Task to complete.
Give every entry again, exactly.

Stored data
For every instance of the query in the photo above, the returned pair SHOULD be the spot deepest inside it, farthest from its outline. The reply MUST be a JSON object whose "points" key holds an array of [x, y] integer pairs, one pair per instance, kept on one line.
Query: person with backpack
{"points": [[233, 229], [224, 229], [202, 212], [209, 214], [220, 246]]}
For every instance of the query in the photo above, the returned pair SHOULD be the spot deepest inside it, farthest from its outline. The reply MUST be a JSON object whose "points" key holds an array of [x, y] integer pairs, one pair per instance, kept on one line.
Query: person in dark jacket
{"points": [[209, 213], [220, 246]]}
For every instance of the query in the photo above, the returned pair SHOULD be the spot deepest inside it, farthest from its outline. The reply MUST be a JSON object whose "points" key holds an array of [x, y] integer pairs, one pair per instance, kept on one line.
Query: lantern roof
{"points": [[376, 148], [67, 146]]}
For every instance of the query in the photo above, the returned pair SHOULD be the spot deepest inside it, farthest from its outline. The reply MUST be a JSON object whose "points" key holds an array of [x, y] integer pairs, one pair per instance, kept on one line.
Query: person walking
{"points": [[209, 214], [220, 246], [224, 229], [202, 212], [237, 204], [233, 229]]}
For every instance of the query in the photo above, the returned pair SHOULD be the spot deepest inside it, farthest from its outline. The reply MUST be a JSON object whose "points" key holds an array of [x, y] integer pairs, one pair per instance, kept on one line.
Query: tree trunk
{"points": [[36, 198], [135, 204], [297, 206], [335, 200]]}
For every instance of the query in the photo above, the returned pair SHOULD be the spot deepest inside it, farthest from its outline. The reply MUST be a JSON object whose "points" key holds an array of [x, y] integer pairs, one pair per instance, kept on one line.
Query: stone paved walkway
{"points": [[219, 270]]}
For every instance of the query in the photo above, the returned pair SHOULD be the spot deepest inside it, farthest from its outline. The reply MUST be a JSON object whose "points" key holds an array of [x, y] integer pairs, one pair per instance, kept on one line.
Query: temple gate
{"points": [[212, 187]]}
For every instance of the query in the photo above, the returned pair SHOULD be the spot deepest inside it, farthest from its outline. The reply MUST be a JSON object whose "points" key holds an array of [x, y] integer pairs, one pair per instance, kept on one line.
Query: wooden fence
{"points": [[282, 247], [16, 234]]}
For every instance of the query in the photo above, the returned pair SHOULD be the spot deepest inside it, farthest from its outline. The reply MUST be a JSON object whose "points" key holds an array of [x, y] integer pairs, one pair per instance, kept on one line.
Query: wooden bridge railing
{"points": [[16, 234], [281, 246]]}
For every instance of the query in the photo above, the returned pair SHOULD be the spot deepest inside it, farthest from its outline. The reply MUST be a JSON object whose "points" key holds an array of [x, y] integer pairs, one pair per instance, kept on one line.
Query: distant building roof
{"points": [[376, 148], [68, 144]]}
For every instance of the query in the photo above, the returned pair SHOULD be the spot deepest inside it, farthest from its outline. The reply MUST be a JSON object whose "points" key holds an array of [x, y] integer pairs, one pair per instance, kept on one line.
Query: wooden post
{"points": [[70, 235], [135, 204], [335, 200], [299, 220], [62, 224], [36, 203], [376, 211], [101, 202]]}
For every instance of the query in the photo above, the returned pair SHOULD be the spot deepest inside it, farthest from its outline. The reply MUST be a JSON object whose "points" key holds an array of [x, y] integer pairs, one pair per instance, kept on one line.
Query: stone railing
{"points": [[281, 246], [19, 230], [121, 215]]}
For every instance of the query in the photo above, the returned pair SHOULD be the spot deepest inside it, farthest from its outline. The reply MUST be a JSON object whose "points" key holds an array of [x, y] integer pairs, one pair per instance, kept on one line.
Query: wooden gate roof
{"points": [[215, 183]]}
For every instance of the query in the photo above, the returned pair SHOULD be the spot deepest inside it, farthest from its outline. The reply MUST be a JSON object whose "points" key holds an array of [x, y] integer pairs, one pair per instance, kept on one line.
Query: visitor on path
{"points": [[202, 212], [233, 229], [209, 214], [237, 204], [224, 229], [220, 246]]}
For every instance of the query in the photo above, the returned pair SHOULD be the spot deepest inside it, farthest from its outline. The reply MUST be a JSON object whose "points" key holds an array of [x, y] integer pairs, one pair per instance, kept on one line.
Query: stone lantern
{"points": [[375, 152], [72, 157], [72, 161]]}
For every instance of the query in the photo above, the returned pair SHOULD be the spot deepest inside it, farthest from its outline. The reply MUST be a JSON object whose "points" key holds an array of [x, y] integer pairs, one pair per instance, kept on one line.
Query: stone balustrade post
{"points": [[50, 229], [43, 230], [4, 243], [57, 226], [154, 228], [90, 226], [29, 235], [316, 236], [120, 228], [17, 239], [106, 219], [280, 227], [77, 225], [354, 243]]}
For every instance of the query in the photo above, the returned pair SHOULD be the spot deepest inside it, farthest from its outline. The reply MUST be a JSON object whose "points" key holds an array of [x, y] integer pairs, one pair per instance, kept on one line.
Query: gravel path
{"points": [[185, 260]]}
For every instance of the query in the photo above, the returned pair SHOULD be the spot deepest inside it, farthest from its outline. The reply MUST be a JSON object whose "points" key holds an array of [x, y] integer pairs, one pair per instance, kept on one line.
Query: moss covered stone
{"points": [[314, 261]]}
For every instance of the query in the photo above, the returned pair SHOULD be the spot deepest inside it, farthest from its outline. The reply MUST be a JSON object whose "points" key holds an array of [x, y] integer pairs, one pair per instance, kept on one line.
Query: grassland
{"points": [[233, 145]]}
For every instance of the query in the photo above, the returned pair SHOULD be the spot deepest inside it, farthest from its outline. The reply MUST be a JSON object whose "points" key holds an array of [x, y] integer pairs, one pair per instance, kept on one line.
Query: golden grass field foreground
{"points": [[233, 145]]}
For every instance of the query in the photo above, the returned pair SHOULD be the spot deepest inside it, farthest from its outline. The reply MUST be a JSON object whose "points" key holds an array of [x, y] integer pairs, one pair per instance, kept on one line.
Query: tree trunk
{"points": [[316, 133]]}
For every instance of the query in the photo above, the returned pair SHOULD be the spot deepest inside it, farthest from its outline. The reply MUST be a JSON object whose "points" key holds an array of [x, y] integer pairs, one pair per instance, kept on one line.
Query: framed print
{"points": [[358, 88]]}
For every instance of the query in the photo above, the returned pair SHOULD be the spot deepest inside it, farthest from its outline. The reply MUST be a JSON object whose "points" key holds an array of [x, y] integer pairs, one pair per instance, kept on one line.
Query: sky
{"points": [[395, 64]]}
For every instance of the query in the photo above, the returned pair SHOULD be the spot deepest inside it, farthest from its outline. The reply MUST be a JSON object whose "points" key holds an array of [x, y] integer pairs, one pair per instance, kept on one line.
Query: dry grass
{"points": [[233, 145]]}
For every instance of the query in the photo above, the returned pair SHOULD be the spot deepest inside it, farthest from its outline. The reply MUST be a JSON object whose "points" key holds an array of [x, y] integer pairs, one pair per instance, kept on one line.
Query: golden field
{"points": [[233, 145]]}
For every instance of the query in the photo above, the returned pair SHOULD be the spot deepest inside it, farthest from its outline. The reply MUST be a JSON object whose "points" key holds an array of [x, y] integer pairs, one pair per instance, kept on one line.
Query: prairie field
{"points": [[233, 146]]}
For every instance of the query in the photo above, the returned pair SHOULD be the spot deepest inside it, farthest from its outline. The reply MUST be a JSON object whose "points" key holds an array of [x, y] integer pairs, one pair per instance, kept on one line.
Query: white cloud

Output below.
For every instance of the query in the photo above, the returned pair SHOULD be the spot deepest inside it, farthest from its outline. The reply MUST be a JSON object whose "points" key holds an array of [x, y] integer pairs, one pair per instance, kept on one line.
Query: person with backpack
{"points": [[233, 229], [224, 229], [202, 212], [209, 214], [220, 246]]}
For every instance of the query in the photo above, the returned pair SHOULD be the spot deepest inside it, farthest from its outline. The reply MUST be a JSON object whose "points" key holds an array of [x, y] integer pairs, one pair per instance, kept on one line.
Query: person in dark jacket
{"points": [[209, 213], [220, 246]]}
For every instance of the query in the photo above, the returned pair SHOULD be the spot deepest inside it, farthest from its outline. The reply MUST be a JSON object whose "points" key holds an array of [x, y] integer pairs, one pair per instance, kept on one line.
Query: lantern roof
{"points": [[376, 148], [67, 146]]}
For every instance of the query in the photo above, the returned pair SHOULD be the spot deepest inside it, farthest from its outline. The reply MUST be a JSON object whose "points" key holds an array of [x, y] integer pairs, one pair per instance, kept on one line.
Query: person walking
{"points": [[209, 214], [220, 246], [224, 229], [202, 212], [237, 204], [233, 229]]}
For every instance of the query in the photo above, the returned pair SHOULD be the spot deepest inside it, farthest from its outline. The reply MUST be a JSON object whose "points" key holds an array of [x, y] integer pairs, one pair per instance, kept on one line.
Query: tree trunk
{"points": [[36, 198], [135, 204], [297, 206], [335, 200]]}
For every instance of the query in the photo above, the returned pair SHOULD be the spot deepest inside it, farthest from its outline. The reply MUST be a JSON object whose "points" key holds an array of [x, y] integer pairs, one pair per instance, kept on one line.
Query: stone paved walkway
{"points": [[219, 270]]}
For every instance of the query in the photo above, the returned pair SHOULD be the spot deepest inside it, farthest from its outline. The reply MUST be a JSON object whose "points" key holds an array of [x, y] integer pairs, one pair per instance, kept on one line.
Query: temple gate
{"points": [[212, 187]]}
For every instance of the query in the photo above, the returned pair SHOULD be the spot deepest inside it, farthest from its outline. The reply MUST be a JSON object whose "points" key holds an array of [x, y] integer pairs, one pair per instance, kept on one line.
Query: wooden fence
{"points": [[282, 247], [16, 234]]}
For every instance of the query in the photo above, the returned pair SHOULD be the spot deepest inside it, farthest from its outline. The reply MUST be a JSON object whose "points" key holds an array of [x, y] integer pairs, one pair per instance, kept on one line.
Query: wooden bridge railing
{"points": [[16, 234], [281, 246]]}
For every instance of the query in the photo above, the returned pair SHOULD be the spot deepest inside it, farthest from its outline. The reply MUST be a JSON object whose "points" key holds an array of [x, y] integer pairs, one pair per instance, kept on one line.
Query: distant building roof
{"points": [[376, 148], [68, 144]]}
For every instance of the query in the photo above, the returned pair SHOULD be the spot deepest inside it, farthest from its outline. The reply MUST be a JSON object whose "points" key holds an array of [x, y] integer pairs, one pair per instance, kept on one line.
Query: wooden post
{"points": [[70, 235], [135, 204], [335, 200], [299, 220], [62, 224], [36, 203], [376, 211], [101, 202]]}
For every instance of the query in the photo above, the returned pair SHOULD be the spot deepest inside it, farthest from its outline. The reply MUST be a JSON object whose "points" key holds an array of [x, y] integer pairs, one pair per instance, kept on one line.
Query: stone railing
{"points": [[281, 246], [19, 230], [121, 215]]}
For every instance of the query in the photo above, the returned pair SHOULD be the spot deepest inside it, farthest from its outline. The reply MUST be a JSON object whose "points" key holds an array of [x, y] integer pairs, one pair per instance, kept on one line.
Query: wooden gate roof
{"points": [[215, 183]]}
For every instance of the query in the photo above, the returned pair SHOULD be the spot deepest inside it, farthest from its outline. The reply MUST be a JSON object whose "points" key holds an array of [x, y] integer pairs, one pair per instance, kept on one line.
Query: visitor on path
{"points": [[202, 212], [233, 229], [209, 214], [237, 204], [224, 229], [220, 246]]}
For every instance of the query in the photo above, the returned pair SHOULD be the spot deepest inside it, farthest from its outline. The reply MUST be a JSON object whose "points" key holds an array of [x, y] integer pairs, one pair per instance, kept on one line.
Query: stone lantern
{"points": [[375, 152], [72, 157], [72, 161]]}
For every instance of the query in the photo above, the returned pair SHOULD be the spot deepest inside it, farthest from its outline. The reply MUST be a JSON object whose "points" key holds an array of [x, y] integer pairs, one pair per instance, kept on one line.
Query: stone balustrade post
{"points": [[50, 229], [43, 230], [4, 243], [57, 226], [154, 228], [90, 226], [29, 235], [316, 236], [120, 228], [17, 239], [106, 219], [280, 227], [77, 225], [354, 243]]}
For every instance of the query in the photo above, the returned pair SHOULD be the spot deepest inside it, farthest from its outline. The reply MUST be a JSON object whose "points" key holds an array of [x, y] integer pairs, one pair per instance, kept on one line.
Query: gravel path
{"points": [[185, 260]]}
For every instance of the query in the photo above, the returned pair SHOULD be the spot deepest inside it, farthest from its outline. The reply MUST be a JSON object whose "points" key holds an array of [x, y] integer pairs, one pair per instance, kept on one line.
Query: moss covered stone
{"points": [[314, 261]]}
For every instance of the query in the photo above, the returned pair SHOULD be the spot deepest inside it, farthest from its outline. The reply MUST be a JSON object whose "points" key holds an array of [x, y] integer pairs, one pair per instance, kept on one line.
Query: grassland
{"points": [[233, 145]]}
For every instance of the query in the photo above, the returned pair SHOULD be the spot deepest inside it, farthest from its outline. The reply MUST be a JSON object whose "points" key holds an array of [x, y] integer pairs, one pair per instance, kept on one line.
Query: golden grass field foreground
{"points": [[233, 145]]}
For every instance of the query in the photo above, the returned pair SHOULD be the spot deepest inside it, farthest from its outline. The reply MUST be a JSON object whose "points" key holds an array of [x, y] integer pairs, one pair per instance, kept on one line.
Query: tree trunk
{"points": [[316, 133]]}
For every instance of the query in the photo above, the returned pair SHOULD be the spot deepest inside it, farthest from its outline. The reply MUST be a JSON object whose "points" key holds an array of [x, y] integer pairs, one pair per instance, kept on one line.
Query: framed print
{"points": [[358, 88]]}
For every instance of the query in the photo above, the returned pair SHOULD be the spot deepest inside it, farthest from its outline. The reply MUST be a JSON object whose "points" key holds an array of [x, y] integer pairs, one pair per instance, kept on one line.
Query: sky
{"points": [[395, 64]]}
For every instance of the query in the photo above, the returned pair SHOULD be the spot deepest inside it, farthest from its outline. The reply MUST be a JSON object whose "points" key holds an array of [x, y] integer pairs, one pair per instance, kept on one line.
Query: dry grass
{"points": [[233, 145]]}
For every instance of the query in the photo above, the returned pair SHOULD be the spot deepest inside it, farthest from its outline. The reply MUST be a JSON object whose "points" key holds an array of [x, y] integer pairs, one pair per instance, kept on one line.
Query: golden field
{"points": [[233, 145]]}
For every instance of the query in the photo above, the returned pair SHOULD be the spot deepest inside it, farthest from its outline. The reply MUST be a JSON object whose "points" key holds an array of [x, y] integer pairs, one pair per instance, kept on one line.
Query: prairie field
{"points": [[233, 146]]}
For every instance of the query in the photo above, the returned pair SHOULD be the spot deepest inside it, farthest from its outline. The reply MUST be a JSON object whose "points" key holds an array of [x, y] integer pairs, one pair per instance, kept on one line.
Query: white cloud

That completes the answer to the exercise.